(Excerpts of location labeling data)
#####
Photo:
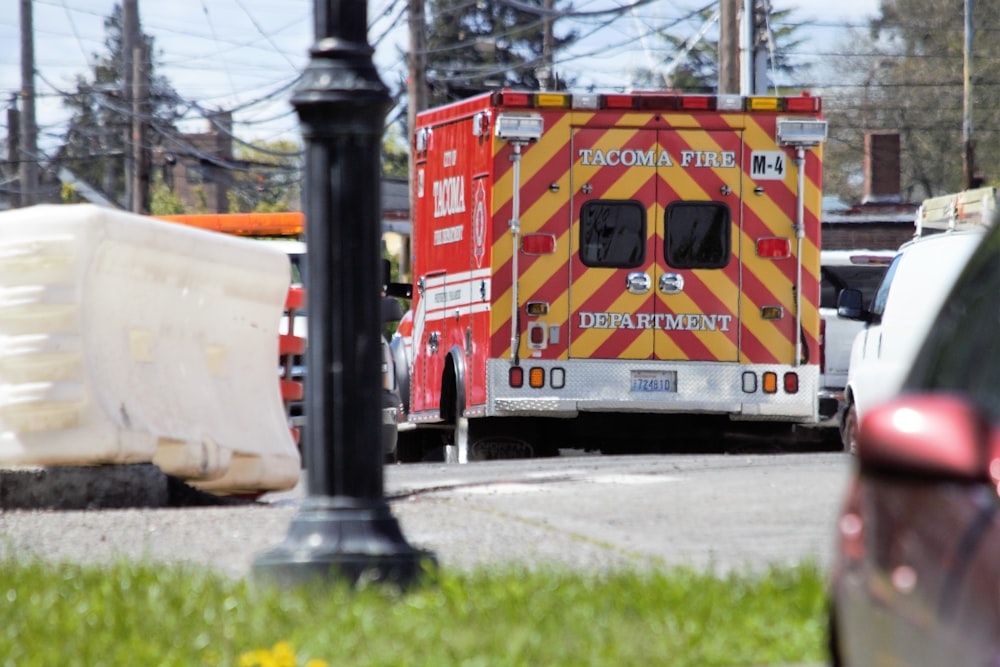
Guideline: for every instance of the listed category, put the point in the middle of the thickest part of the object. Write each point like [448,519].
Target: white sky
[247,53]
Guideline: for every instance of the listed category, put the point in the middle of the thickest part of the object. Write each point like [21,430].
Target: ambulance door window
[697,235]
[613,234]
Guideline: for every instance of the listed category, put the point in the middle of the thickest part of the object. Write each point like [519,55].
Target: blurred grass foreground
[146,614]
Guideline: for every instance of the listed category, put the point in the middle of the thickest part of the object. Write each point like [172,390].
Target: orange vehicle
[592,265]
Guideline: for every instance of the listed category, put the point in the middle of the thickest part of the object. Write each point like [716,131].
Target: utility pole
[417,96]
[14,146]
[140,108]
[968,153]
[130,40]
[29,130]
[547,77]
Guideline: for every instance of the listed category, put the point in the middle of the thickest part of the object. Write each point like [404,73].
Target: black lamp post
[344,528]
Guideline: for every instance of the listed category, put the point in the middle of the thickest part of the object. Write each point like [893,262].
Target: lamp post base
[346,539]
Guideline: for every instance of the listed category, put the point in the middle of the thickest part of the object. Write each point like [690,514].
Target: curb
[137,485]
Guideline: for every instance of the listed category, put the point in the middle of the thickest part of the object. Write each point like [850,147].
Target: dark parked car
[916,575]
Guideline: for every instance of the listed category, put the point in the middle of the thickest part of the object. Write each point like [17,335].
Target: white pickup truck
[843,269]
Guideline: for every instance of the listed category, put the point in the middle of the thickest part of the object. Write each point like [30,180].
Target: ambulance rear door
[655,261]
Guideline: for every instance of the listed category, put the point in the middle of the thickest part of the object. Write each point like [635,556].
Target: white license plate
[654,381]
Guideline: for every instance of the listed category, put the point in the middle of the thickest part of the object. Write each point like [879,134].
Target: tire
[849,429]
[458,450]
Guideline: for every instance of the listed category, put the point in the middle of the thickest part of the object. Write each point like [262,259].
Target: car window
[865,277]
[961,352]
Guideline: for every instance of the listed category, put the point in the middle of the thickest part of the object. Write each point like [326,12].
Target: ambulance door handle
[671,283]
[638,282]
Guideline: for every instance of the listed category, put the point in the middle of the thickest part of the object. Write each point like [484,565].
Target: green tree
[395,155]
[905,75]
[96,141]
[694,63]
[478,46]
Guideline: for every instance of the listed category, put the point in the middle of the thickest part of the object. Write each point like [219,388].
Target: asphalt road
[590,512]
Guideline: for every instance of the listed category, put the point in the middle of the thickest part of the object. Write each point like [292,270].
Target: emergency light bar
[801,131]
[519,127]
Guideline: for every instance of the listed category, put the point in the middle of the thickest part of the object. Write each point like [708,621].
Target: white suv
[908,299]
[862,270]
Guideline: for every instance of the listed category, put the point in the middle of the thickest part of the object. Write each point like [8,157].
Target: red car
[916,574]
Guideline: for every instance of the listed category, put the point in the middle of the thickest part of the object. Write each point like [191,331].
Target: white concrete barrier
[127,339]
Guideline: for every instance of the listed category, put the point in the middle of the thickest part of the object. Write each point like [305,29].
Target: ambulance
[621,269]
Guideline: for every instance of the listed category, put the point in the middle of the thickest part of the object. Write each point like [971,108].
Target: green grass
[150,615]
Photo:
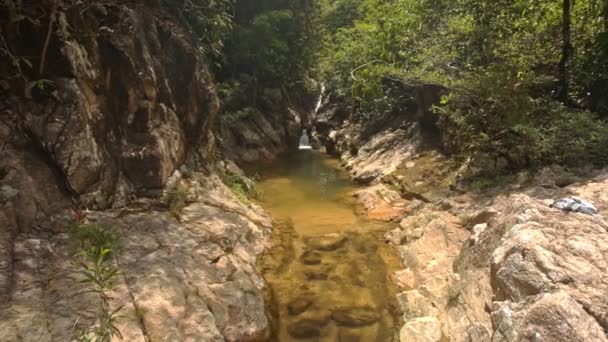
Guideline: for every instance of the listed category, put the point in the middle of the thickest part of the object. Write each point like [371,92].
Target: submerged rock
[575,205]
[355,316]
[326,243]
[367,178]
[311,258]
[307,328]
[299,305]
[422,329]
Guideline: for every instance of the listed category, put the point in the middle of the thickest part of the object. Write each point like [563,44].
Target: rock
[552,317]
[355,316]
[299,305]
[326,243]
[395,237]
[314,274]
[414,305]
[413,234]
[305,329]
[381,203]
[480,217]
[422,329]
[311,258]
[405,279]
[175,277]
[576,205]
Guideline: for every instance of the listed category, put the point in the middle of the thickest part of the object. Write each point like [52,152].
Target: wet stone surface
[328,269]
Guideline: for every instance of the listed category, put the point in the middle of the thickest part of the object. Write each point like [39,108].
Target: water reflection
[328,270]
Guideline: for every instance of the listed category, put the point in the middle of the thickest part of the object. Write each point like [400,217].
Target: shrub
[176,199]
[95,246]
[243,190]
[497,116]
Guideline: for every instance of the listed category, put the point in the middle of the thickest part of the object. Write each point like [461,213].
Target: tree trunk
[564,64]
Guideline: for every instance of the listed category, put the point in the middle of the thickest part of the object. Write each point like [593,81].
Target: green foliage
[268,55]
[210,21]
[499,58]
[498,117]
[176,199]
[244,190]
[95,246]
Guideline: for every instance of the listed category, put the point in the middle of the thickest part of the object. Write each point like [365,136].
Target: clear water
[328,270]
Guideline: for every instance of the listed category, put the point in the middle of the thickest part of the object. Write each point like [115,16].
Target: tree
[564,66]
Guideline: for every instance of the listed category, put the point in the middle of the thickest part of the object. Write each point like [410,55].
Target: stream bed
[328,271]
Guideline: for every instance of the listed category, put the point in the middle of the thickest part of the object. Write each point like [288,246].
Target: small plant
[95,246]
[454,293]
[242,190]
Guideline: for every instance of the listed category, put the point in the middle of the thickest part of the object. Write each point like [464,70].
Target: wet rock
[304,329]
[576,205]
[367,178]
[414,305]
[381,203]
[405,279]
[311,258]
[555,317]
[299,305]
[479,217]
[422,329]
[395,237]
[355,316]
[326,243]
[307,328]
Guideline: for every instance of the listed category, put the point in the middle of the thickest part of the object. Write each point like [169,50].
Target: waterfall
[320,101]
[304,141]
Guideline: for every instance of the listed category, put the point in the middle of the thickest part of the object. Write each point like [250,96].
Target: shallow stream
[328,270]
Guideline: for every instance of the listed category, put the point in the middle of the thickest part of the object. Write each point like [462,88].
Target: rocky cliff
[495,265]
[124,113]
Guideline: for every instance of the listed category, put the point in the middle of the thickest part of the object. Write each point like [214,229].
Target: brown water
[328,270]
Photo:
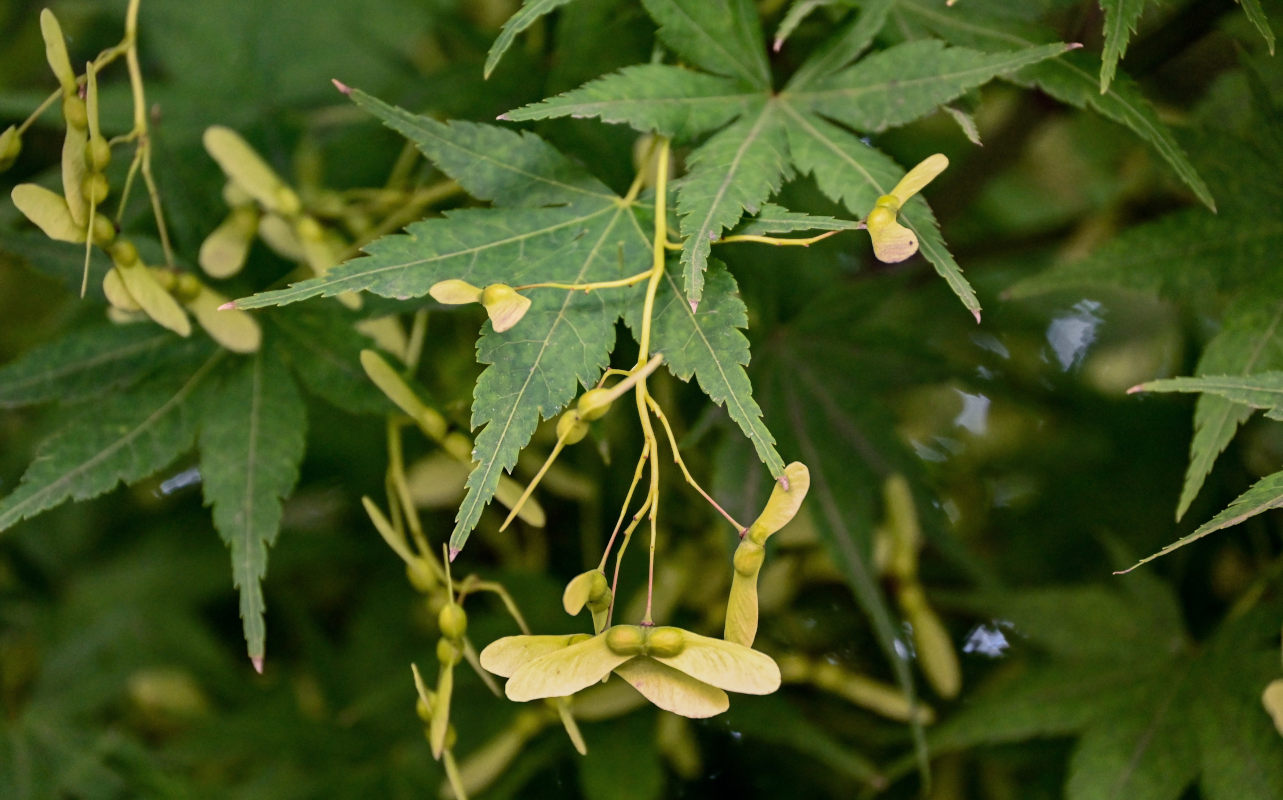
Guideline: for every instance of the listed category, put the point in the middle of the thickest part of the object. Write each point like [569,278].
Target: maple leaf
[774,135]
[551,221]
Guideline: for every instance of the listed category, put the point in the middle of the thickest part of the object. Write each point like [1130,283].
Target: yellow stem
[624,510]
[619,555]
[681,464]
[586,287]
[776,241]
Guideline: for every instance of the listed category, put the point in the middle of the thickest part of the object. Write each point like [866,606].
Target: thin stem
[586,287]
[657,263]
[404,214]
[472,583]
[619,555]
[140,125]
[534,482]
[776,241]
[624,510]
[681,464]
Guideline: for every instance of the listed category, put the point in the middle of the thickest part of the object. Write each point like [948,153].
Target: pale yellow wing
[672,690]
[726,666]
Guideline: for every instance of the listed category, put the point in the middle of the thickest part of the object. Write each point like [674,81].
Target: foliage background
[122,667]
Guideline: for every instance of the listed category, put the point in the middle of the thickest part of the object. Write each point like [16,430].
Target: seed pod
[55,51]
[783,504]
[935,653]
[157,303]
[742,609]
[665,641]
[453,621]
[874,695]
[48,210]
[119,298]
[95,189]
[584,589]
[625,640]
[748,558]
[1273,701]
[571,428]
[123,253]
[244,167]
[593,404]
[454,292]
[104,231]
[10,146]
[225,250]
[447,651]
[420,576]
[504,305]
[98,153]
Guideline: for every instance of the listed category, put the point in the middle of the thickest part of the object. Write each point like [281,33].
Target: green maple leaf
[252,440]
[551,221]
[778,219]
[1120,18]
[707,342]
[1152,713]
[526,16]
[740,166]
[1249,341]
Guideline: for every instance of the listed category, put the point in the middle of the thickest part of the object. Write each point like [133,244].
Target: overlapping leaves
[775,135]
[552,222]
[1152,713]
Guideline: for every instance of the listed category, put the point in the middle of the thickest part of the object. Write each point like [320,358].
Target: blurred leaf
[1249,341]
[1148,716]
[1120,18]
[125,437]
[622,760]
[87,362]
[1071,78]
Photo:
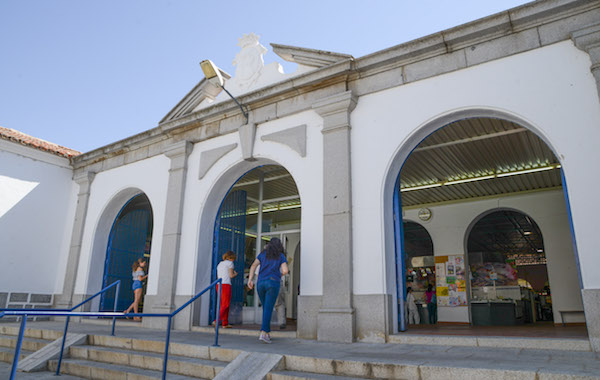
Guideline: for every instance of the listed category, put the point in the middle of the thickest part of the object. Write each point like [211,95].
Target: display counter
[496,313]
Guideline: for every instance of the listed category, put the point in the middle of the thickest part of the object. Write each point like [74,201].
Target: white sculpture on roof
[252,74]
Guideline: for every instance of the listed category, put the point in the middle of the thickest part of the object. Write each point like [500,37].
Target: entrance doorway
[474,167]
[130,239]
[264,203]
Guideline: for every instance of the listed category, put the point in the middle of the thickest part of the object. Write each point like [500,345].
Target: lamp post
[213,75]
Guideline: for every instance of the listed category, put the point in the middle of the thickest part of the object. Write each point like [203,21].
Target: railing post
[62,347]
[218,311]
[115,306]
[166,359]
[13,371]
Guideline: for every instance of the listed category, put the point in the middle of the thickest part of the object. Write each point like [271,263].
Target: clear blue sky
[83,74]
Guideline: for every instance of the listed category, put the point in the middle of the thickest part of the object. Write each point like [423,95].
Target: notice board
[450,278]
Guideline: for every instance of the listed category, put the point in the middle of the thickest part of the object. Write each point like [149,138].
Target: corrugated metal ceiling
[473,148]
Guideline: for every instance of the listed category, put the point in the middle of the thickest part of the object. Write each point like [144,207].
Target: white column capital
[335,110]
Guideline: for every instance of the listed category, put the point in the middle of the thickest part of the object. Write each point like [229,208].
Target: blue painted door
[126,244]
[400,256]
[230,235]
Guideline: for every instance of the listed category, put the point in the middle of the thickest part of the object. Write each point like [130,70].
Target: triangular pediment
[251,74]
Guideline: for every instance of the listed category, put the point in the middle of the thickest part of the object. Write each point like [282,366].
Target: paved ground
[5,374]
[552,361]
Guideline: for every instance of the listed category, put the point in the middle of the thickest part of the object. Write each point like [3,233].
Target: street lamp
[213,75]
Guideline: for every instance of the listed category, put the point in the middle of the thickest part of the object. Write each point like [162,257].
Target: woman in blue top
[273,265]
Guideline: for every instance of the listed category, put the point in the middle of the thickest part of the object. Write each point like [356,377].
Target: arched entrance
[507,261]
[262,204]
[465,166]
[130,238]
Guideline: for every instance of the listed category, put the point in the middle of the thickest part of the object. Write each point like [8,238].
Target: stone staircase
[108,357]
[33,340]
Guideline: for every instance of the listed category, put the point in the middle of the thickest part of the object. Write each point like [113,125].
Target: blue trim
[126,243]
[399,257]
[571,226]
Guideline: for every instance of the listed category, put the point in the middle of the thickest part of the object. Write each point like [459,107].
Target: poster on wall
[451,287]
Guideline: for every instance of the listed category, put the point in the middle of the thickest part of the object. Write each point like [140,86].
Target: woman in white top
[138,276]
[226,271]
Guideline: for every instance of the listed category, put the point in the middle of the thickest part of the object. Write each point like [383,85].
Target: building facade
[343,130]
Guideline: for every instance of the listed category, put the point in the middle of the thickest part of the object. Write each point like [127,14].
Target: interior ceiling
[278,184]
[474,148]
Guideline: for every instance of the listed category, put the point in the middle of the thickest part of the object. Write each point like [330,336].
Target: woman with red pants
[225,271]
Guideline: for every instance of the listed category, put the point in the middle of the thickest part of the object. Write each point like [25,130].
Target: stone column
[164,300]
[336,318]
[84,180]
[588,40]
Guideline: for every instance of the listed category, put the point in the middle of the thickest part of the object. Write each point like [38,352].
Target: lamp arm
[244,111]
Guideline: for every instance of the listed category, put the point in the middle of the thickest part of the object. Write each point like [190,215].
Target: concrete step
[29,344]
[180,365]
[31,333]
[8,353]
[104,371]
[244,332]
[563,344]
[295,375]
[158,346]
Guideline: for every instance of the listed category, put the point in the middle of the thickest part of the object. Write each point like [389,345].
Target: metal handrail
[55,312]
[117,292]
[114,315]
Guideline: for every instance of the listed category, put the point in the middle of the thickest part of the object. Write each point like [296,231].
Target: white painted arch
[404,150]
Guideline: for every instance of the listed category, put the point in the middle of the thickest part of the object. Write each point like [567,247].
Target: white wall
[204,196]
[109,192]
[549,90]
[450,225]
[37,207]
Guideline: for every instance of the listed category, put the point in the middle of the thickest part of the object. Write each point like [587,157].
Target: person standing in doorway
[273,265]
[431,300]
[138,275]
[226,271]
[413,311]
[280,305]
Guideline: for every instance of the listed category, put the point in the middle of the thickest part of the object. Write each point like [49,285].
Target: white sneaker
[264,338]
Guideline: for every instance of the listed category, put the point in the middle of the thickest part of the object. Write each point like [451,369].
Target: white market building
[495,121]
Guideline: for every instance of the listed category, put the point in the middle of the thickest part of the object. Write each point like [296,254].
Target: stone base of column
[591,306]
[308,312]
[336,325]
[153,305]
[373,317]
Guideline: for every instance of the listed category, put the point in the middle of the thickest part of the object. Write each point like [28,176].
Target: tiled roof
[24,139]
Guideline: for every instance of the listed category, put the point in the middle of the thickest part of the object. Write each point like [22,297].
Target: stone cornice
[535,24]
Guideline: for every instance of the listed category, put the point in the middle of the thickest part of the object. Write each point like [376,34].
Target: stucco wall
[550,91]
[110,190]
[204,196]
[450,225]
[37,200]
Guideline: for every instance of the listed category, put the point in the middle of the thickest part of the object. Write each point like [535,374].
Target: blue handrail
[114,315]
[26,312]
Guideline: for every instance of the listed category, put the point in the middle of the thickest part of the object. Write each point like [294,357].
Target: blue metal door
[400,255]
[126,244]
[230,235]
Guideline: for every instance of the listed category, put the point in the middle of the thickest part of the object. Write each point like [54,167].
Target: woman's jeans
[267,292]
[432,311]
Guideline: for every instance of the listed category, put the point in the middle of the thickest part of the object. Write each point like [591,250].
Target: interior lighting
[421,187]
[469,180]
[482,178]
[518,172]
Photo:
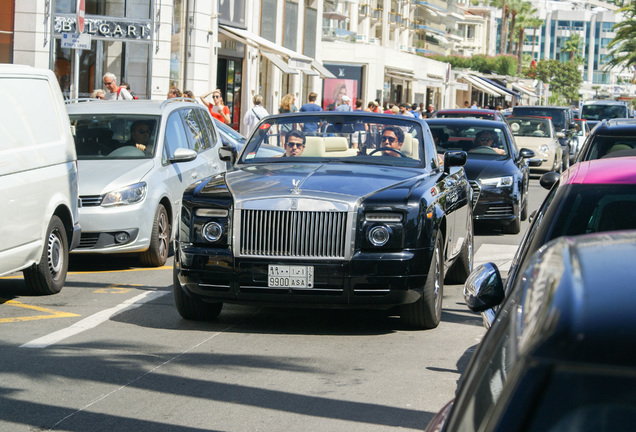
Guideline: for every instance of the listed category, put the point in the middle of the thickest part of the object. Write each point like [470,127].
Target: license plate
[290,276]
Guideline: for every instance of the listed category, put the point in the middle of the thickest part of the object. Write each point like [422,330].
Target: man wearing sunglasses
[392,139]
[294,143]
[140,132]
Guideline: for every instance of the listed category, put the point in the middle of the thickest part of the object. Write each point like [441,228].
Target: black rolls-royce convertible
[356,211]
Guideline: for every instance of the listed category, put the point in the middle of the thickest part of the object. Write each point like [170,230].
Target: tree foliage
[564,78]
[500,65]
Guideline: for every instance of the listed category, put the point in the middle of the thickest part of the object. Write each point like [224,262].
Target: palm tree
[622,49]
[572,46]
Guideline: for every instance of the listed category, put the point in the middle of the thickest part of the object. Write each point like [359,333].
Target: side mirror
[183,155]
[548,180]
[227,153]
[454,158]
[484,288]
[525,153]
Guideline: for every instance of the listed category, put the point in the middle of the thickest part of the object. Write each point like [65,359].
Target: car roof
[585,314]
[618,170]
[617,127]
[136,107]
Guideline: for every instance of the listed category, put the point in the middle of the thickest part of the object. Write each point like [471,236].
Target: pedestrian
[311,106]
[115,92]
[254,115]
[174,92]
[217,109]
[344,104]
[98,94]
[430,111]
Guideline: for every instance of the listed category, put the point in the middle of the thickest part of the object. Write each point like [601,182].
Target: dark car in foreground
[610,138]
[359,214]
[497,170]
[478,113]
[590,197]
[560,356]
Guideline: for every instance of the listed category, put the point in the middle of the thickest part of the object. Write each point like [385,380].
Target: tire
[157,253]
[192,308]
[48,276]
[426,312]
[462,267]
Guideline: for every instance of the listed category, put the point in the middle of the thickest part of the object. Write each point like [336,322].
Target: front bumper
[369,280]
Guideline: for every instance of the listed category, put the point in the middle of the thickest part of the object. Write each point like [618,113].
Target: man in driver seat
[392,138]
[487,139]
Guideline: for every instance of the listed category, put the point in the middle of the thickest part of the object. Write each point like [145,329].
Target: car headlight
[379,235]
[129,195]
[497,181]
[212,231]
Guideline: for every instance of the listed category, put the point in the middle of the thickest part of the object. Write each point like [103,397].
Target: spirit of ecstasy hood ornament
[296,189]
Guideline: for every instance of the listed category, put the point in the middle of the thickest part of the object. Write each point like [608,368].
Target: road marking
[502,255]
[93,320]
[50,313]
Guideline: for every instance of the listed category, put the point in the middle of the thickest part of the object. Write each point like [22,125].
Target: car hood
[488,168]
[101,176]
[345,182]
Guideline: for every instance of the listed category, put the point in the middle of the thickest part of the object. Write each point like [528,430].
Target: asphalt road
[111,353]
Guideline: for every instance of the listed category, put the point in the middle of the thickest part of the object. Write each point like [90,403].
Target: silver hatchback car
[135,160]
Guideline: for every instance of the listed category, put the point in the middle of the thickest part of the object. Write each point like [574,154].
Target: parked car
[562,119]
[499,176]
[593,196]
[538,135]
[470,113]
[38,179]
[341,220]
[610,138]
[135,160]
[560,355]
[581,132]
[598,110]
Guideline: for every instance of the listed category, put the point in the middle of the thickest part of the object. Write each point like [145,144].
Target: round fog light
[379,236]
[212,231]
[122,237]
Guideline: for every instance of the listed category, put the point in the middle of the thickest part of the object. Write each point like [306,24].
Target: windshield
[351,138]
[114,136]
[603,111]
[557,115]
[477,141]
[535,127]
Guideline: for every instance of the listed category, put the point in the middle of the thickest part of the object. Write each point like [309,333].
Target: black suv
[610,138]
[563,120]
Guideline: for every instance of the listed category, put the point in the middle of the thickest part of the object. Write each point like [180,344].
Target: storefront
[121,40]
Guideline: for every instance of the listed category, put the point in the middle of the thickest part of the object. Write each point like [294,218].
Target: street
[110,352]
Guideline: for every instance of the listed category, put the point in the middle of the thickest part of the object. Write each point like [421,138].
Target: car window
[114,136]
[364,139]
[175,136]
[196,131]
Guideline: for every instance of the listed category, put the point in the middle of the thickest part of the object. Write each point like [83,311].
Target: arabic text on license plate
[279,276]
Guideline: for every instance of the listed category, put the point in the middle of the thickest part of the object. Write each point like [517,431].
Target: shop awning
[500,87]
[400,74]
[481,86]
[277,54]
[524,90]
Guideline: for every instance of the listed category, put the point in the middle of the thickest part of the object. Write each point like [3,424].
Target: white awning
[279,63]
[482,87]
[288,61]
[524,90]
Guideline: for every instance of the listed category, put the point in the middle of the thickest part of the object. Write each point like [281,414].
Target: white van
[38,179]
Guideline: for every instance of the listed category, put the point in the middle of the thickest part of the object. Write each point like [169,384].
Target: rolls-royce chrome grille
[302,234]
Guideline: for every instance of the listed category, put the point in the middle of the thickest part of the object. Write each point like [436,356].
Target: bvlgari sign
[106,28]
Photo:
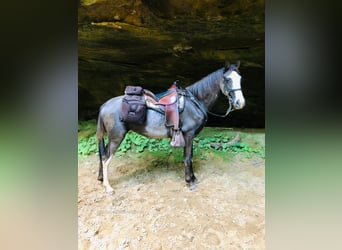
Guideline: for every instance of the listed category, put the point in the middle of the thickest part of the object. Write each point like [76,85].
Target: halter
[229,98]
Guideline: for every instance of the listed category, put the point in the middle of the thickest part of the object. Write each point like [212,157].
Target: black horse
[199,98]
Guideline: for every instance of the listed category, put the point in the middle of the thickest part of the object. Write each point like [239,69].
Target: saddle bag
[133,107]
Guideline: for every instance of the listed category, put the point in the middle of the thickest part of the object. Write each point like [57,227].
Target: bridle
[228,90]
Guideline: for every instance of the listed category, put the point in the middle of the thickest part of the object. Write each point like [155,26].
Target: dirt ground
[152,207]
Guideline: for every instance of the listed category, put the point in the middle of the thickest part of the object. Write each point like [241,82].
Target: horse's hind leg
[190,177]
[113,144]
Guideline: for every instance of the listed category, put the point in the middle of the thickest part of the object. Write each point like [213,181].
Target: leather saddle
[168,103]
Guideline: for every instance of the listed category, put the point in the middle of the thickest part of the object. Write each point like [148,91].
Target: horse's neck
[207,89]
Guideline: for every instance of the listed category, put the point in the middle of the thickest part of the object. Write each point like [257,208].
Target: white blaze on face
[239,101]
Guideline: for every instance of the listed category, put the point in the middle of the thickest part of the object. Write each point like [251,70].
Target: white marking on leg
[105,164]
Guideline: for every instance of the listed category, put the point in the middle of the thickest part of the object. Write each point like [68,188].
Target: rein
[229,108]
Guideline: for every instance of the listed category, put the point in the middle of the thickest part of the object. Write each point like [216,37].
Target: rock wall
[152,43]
#####
--- Given problem ---
Copy exactly the lines of the listing above, beginning at the line with "point like [57,227]." and ending at its final line; write out nothing else.

--- Response to this task ---
Guideline: for every instance of the listed category, put the point in the middle of the thickest part of the object. Write each point like [57,227].
Target: bridle
[228,90]
Guideline: for every instance of the listed category, put the point in the middle of the thickest part of the object. Write each point like [155,26].
Target: dirt ground
[152,207]
Guideline: for every instance of the listed category, put the point in the middle of the thickest part of the object. Write each point like [241,82].
Target: horse's hind leg
[190,177]
[113,144]
Guideline: for every instance of the listed category, put the point in the middle of the thickest part of the object. Write each point like [213,181].
Target: leather saddle
[168,103]
Guideline: for every instance of the listed category, put the point in the middle of the thickest part of the object. Write each point like [148,91].
Target: horse's neck
[207,89]
Guideline: for every instance of the listed category, put the point in the middle of the thickest part of the object. Write each point like [257,208].
Target: white blaze on face
[239,101]
Guideline: for every instance of the listed category, put the point in the middle of the thickest part of the object. Write each point like [251,70].
Target: white marking on leg
[105,164]
Guideline: for every instance of the listed category, put the point in the middle of the thickest part of the object. Write each point like [68,188].
Target: rein
[229,108]
Guideline: for every instance of the listed category, put the point in the middle of the thickest part of the object. Write each point like [216,37].
Target: rock wall
[152,43]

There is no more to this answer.